Dubai: A group of 11 camel riders from seven countries has set off on a ten-day desert caravan ride to celebrate the UAE’s 49th National Day.
The trekkers — participants in the 7th Camel Trek, organised by the Hamdan Bin Mohammed Heritage Center (HHC) — are from the UAE, Czech Republic, France, Germany, Russia, South Africa and Spain.
They began their journey from Liwa’s Empty Quarters in the Western Region of Abu Dhabi on November 29 and their aim is to navigate around 550km of the UAE desert until the caravan reaches its destination at the Heritage Village inside Dubai’s Global Village on December 8.
HHC said in a statement that it’s a fitting tribute to the UAE’s glorious history. It is also a travel back in time as the camel riders will live a nomadic life, deprived of modern technology and will have to rely on their camels — the so-called ships of the desert — to cross the vast expanse of UAE desert.
According to the HHC, “The annual camel trek has become very popular among Emiratis and expats, especially among those who love to have a unique desert experience and learn the old ways of the Bedouins. Throughout the journey, the camel riders will not only have a chance to connect with nature, but they will also develop strong ties of friendship and camaraderie.”
The participants have undergone rigid training and the HHC has provided them with all provisions — from camels to tents, food and other necessities, including a medical team on standby throughout the journey.
Nonna Akopian, 40, from Russia, said the journey will provide her a deeper understanding of Emirati culture. She has finally joined the caravan after failing to participate in the last two editions trek due to injuries. She told Gulf News before going on the trip: “I’m really excited. I did a lot of training and my body is in perfect condition.”
“Although I’ve been in the UAE for a long time, it is really different when you are out in the desert — and we are going into the country’s deep desert areas,” added Akopian who is a resident of Dubai for 10 years.
Born in the Armenian Highlands, she said there are similarities between the Armenian and Bedouin cultures. “We have also lived a nomadic life. We brought our farm with us wherever we went,” she shared.
Communing with nature is what motivated her to join the desert voyage. “When you’re out in nature — whether in the high mountains or vast desert dunes — you feel the freedom, but you also feel small as compared to nature. So, you become more respectful of nature. With this trip, I hope to accomplish a better connection with nature,” she underlined.

→ **WORK ORDER 1**:
Answer these questions from the camel trek article:
(a) How many countries do the camel riders come from?
(b) Where does the caravan end its journey?
(c) For how many years has Nonna Akopian lived in Dubai?
→ **WORK ORDER 2**:
Carry on the camel trek article, picking up after its final sentence.

Saved entries
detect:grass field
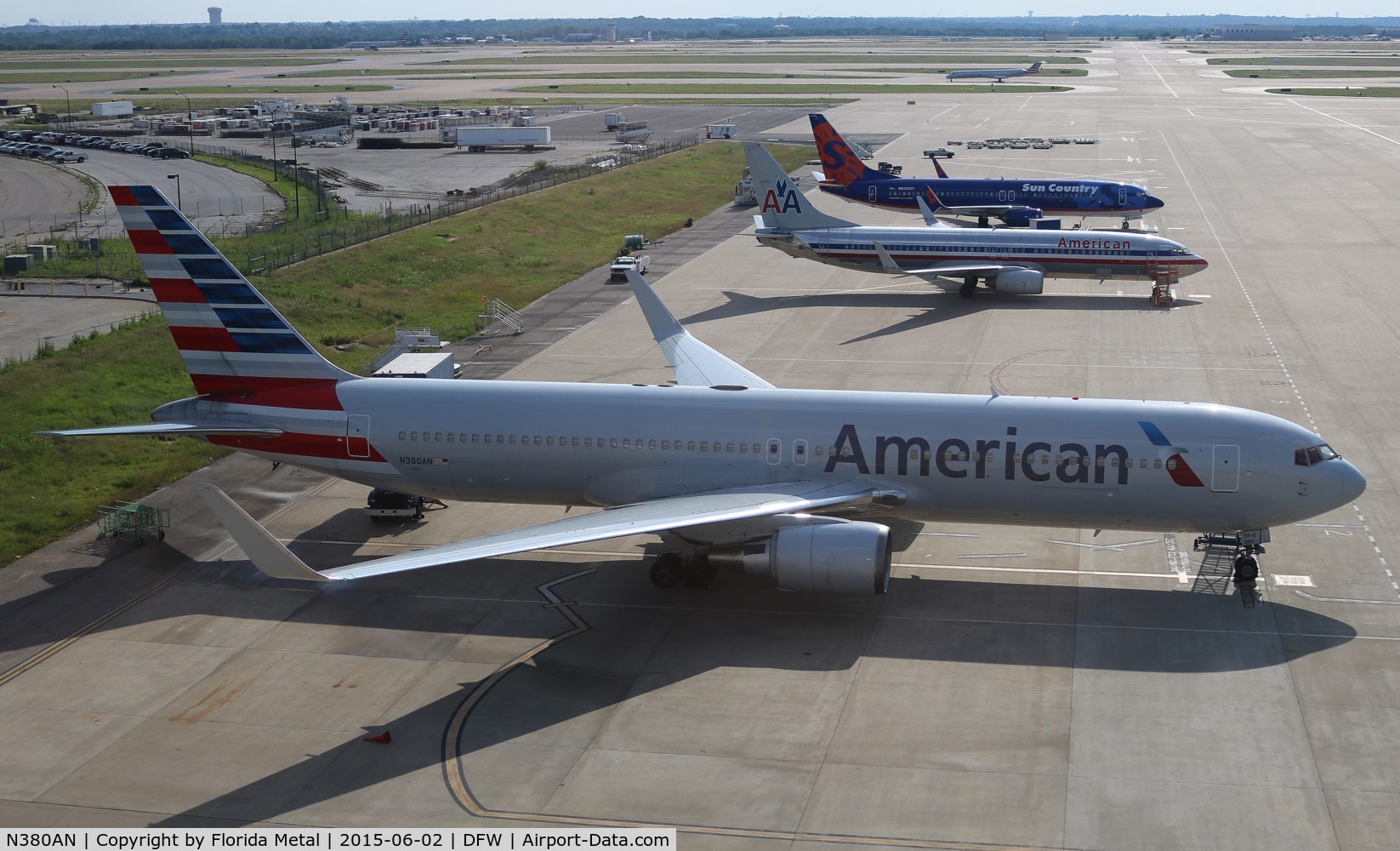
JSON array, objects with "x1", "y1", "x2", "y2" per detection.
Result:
[
  {"x1": 511, "y1": 83, "x2": 1070, "y2": 94},
  {"x1": 284, "y1": 67, "x2": 874, "y2": 80},
  {"x1": 0, "y1": 57, "x2": 350, "y2": 70},
  {"x1": 0, "y1": 143, "x2": 811, "y2": 564},
  {"x1": 0, "y1": 317, "x2": 223, "y2": 564},
  {"x1": 115, "y1": 84, "x2": 394, "y2": 94},
  {"x1": 1205, "y1": 56, "x2": 1400, "y2": 67},
  {"x1": 0, "y1": 67, "x2": 213, "y2": 85}
]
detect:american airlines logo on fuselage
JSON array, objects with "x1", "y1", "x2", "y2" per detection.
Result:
[
  {"x1": 1058, "y1": 237, "x2": 1133, "y2": 249},
  {"x1": 759, "y1": 180, "x2": 802, "y2": 214},
  {"x1": 826, "y1": 424, "x2": 1129, "y2": 484}
]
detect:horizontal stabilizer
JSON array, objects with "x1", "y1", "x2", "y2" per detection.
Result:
[
  {"x1": 195, "y1": 482, "x2": 334, "y2": 582},
  {"x1": 195, "y1": 480, "x2": 899, "y2": 582},
  {"x1": 627, "y1": 269, "x2": 773, "y2": 388},
  {"x1": 35, "y1": 423, "x2": 282, "y2": 437}
]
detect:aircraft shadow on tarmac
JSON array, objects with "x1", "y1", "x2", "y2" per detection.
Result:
[
  {"x1": 7, "y1": 545, "x2": 1357, "y2": 825},
  {"x1": 680, "y1": 289, "x2": 1201, "y2": 346}
]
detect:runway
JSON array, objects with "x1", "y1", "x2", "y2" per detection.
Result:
[{"x1": 0, "y1": 42, "x2": 1400, "y2": 851}]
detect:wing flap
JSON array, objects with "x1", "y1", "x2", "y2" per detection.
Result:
[
  {"x1": 875, "y1": 243, "x2": 1025, "y2": 277},
  {"x1": 195, "y1": 480, "x2": 891, "y2": 582}
]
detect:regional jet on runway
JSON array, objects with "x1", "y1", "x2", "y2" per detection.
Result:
[
  {"x1": 743, "y1": 141, "x2": 1205, "y2": 295},
  {"x1": 38, "y1": 186, "x2": 1365, "y2": 595},
  {"x1": 948, "y1": 59, "x2": 1044, "y2": 85},
  {"x1": 808, "y1": 113, "x2": 1164, "y2": 226}
]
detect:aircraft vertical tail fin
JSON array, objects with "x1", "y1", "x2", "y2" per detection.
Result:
[
  {"x1": 808, "y1": 112, "x2": 895, "y2": 186},
  {"x1": 743, "y1": 141, "x2": 856, "y2": 232},
  {"x1": 108, "y1": 186, "x2": 357, "y2": 410}
]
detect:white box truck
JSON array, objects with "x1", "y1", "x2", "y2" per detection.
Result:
[
  {"x1": 373, "y1": 351, "x2": 455, "y2": 378},
  {"x1": 93, "y1": 100, "x2": 132, "y2": 117},
  {"x1": 442, "y1": 126, "x2": 550, "y2": 151}
]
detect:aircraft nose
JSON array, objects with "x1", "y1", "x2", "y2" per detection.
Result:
[{"x1": 1339, "y1": 459, "x2": 1366, "y2": 504}]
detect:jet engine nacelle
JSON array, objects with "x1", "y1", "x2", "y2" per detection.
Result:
[
  {"x1": 709, "y1": 517, "x2": 891, "y2": 595},
  {"x1": 1001, "y1": 207, "x2": 1044, "y2": 228},
  {"x1": 991, "y1": 269, "x2": 1046, "y2": 295}
]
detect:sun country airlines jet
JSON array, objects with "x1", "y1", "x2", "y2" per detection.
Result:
[
  {"x1": 948, "y1": 59, "x2": 1044, "y2": 83},
  {"x1": 38, "y1": 186, "x2": 1365, "y2": 595},
  {"x1": 808, "y1": 113, "x2": 1164, "y2": 226},
  {"x1": 743, "y1": 141, "x2": 1205, "y2": 297}
]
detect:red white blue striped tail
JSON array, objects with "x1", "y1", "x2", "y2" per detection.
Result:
[{"x1": 108, "y1": 186, "x2": 356, "y2": 410}]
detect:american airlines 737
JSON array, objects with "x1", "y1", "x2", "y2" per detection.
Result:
[
  {"x1": 46, "y1": 186, "x2": 1365, "y2": 595},
  {"x1": 743, "y1": 141, "x2": 1207, "y2": 295}
]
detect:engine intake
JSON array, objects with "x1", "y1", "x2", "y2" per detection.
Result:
[{"x1": 709, "y1": 517, "x2": 892, "y2": 595}]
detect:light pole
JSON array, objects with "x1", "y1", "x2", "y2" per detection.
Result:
[
  {"x1": 54, "y1": 83, "x2": 73, "y2": 130},
  {"x1": 175, "y1": 93, "x2": 195, "y2": 157}
]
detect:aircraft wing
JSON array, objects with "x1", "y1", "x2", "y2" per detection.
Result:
[
  {"x1": 915, "y1": 189, "x2": 1039, "y2": 224},
  {"x1": 875, "y1": 243, "x2": 1027, "y2": 277},
  {"x1": 195, "y1": 480, "x2": 900, "y2": 582},
  {"x1": 35, "y1": 423, "x2": 282, "y2": 437},
  {"x1": 627, "y1": 269, "x2": 773, "y2": 388}
]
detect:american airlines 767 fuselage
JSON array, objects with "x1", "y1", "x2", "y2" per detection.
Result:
[
  {"x1": 756, "y1": 226, "x2": 1207, "y2": 280},
  {"x1": 156, "y1": 380, "x2": 1363, "y2": 530}
]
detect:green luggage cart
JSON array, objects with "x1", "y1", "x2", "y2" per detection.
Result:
[{"x1": 97, "y1": 502, "x2": 171, "y2": 543}]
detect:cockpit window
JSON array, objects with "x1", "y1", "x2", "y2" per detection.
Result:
[{"x1": 1294, "y1": 443, "x2": 1337, "y2": 467}]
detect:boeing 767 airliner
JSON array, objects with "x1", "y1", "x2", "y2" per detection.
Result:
[{"x1": 46, "y1": 186, "x2": 1365, "y2": 595}]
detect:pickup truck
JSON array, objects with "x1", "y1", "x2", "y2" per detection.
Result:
[{"x1": 609, "y1": 254, "x2": 651, "y2": 282}]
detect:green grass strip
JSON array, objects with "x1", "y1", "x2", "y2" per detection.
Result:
[
  {"x1": 117, "y1": 84, "x2": 394, "y2": 94},
  {"x1": 434, "y1": 50, "x2": 1090, "y2": 67},
  {"x1": 511, "y1": 83, "x2": 1070, "y2": 94}
]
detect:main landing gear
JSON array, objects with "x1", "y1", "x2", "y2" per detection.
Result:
[{"x1": 651, "y1": 553, "x2": 715, "y2": 588}]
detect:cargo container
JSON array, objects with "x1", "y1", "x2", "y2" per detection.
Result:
[{"x1": 442, "y1": 126, "x2": 550, "y2": 151}]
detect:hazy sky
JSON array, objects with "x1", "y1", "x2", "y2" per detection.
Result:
[{"x1": 10, "y1": 0, "x2": 1400, "y2": 26}]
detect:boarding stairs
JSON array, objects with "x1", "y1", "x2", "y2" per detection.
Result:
[{"x1": 476, "y1": 297, "x2": 525, "y2": 337}]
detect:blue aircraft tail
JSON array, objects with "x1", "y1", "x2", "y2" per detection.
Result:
[{"x1": 808, "y1": 112, "x2": 895, "y2": 186}]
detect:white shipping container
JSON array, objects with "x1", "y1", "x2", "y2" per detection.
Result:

→ **ANSWER SPACE 1**:
(a) Seven.
(b) At the Heritage Village inside Dubai's Global Village.
(c) 10 years.

→ **ANSWER SPACE 2**:
Meanwhile, the most senior member of the caravan had a serendipitous encounter with HHC trainers that led him to joining the camel trek. Martin Kaiser, 58, from Germany, said he saw them busy preparing the camels. So he asked them questions and his curiosity led him to be invited for the trek. Kaiser said he trained daily to prepare his mind and body for the gruelling journey. He learned how to take care of his own camel. He was also taught how to saddle, tether and feed a camel.
Kaiser said riding the camel was really hard and little painful the first time. The hard part was mounting the camel, but once you’re on top, you just have to understand, follow and sway with every movement of the camel, he noted.
Travel with Princess
French-Japanese expat Anna Aiko, 41, is joining the caravan the second time in a row. This time, she has brought her own camel named Princess, whom she bought six months ago. “I lived most of my life in Japan and France, but the Arabian desert has always attracted me. Last year’s camel trek got me attached with the desert environment and this time, I’ve brought my own camel to further explore the beautiful UAE desert,” said Aiko, who has also participated in the recent Empty Quarter convoy in Saudi Arabia
Captain of the caravan
Like on the previous camel treks, Abdullah Hamdan bin Dalmook, CEO of HHC, has led the caravan. He said: “It requires a high level of fitness and training to join the desert voyage. Participants have to learn how to travel in a convoy, apart from getting familiar with life in the desert. But it always offers a unique desert experience on how to live the old ways of the Bedouins and forge camaraderie with other participants.”
Apart from bin Dalmook, the caravan comprises 11 trekkers (eight women and three men) namely: Sarah Steck, Gesa Eggeling, Jana Christin Schmiedel and Martina Kaiser from Germany; Emilie Chabant and Anna Aiko from France; Mariaan Valero from South Africa; Danuse Zdenkova (Czech Republic); Nonna Akopian (Russia); Ignasi Guia (Spain) and Essa Al Swaidi from the UAE.